=== Provided text ===
++++
Example 3: Simplify a model over a frequency-limited band
Reduce the state-space vector dimension of an ODE over a limited frequency range
Problem description
Let us be given a state-space model described by an ODE set, the objective is to find an approximate reduced order model, accurate over a given frequency range, using different options and features of the MOR Toolbox.
Let us get the state-space model from the COMPleib library, standardly used in control problems. Once the package obtained, the 'CDP' example can be tested.
% Obtain a state-space test model
[A,B1,B,C1,C,D11,D12,D21,nx,nw,nu,nz,ny] = COMPleib('CDP');
sys = ss(A,B,C,0);
sys = sys(1,2);
W = logspace(-1,6,500);
figure
mor.bode(sys,'b-',W);
legend('Original model','Location','SouthWest')One obtains the following frequency response (called here "Original model").
Invoking mor.lti, with approximation order objective r = 15, over the entire frequency range as follows:
% Reduction over [0 inf]rad/s
r = 15;
opt.verbose = true; % display algorithm iterations
opt.checkH2 = true; % check the H2-norm error at each iterations
sysr1 = mor.lti(sys,r,opt);
hold on
mor.bode(sysr1,'g--',W);
legend('Original model',['Approximate model over [0 inf] (r=' num2str(r) ')'],'Location','SouthWest')
++++
=== Information given ===
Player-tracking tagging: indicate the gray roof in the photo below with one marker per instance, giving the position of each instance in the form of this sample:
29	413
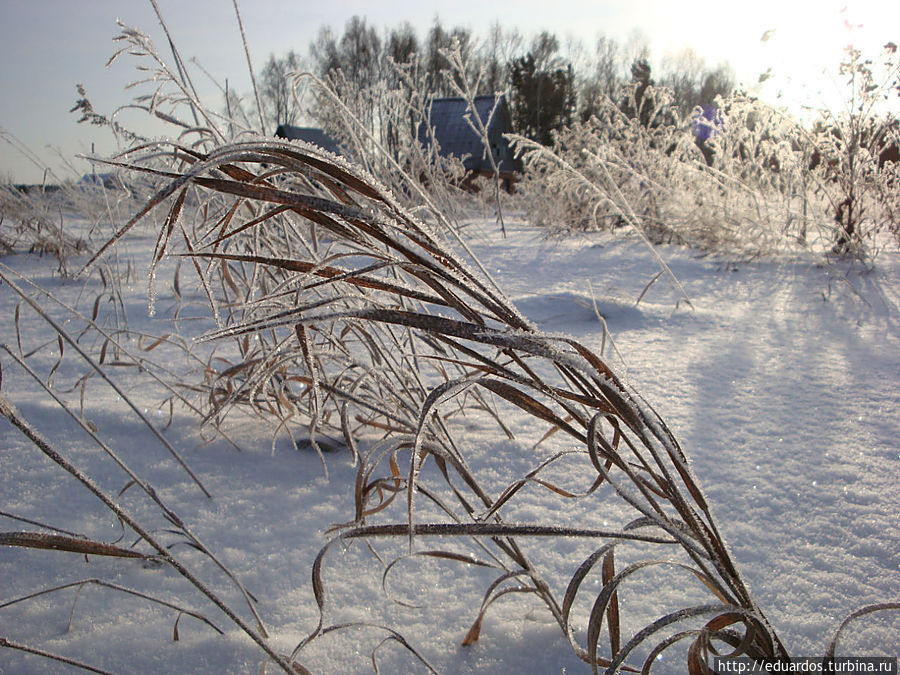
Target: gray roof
310	135
446	116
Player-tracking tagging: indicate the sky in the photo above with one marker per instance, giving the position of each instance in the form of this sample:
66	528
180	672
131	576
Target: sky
49	46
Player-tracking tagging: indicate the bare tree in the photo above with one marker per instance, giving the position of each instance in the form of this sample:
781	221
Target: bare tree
279	104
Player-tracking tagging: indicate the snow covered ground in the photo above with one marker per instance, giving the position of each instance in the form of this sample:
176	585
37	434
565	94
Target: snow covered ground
781	383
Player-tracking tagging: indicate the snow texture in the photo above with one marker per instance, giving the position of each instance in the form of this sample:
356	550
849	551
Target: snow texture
781	385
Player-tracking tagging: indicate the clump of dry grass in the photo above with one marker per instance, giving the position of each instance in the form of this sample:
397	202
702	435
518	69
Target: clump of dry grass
351	317
343	315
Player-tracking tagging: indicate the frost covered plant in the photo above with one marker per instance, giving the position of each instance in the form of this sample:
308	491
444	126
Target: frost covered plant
350	318
856	153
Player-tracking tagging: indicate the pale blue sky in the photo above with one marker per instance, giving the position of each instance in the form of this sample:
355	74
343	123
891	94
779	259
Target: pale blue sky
++++
=== Exercise ===
In the model-reduction example above, which library supplies the state-space test model?

=== Complete answer ===
The COMPleib library, which is standardly used in control problems.